Exercise: Print all the records exactly as they stand.

Data section:
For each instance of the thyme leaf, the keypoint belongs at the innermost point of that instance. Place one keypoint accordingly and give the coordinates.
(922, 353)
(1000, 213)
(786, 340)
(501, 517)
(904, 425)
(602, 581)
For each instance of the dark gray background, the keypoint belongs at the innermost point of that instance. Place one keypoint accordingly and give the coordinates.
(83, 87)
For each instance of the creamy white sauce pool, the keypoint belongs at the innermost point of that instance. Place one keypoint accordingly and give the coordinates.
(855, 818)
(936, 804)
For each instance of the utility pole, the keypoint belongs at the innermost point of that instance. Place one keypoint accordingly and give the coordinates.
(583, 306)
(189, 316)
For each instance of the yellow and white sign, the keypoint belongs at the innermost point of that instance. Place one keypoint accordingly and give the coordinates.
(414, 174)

Exercise response:
For each instance of the thyme leaf, the keypoint belongs at the innermost point of that instance. Place one keypoint accordingly and give the coordinates.
(922, 353)
(1000, 213)
(786, 340)
(501, 517)
(904, 425)
(602, 581)
For each instance of the dark gray background, the keypoint belongs at the innermost point of that instance. Place one keypoint accordingly and give the coordinates.
(83, 87)
For each instance of the creamy white sauce pool, the keypoint belongs at the innermost point of that instance. Place one keypoint accordingly and give the coordinates.
(855, 818)
(936, 804)
For each instance of the utility pole, the keypoint belongs at the innermost point of that instance. Place one keypoint accordingly and give the coordinates.
(583, 306)
(189, 316)
For each instance of the yellow and white sign, the keypoint belongs at the innermost point of that instance. Place one keypoint accordingly and give the coordinates.
(414, 174)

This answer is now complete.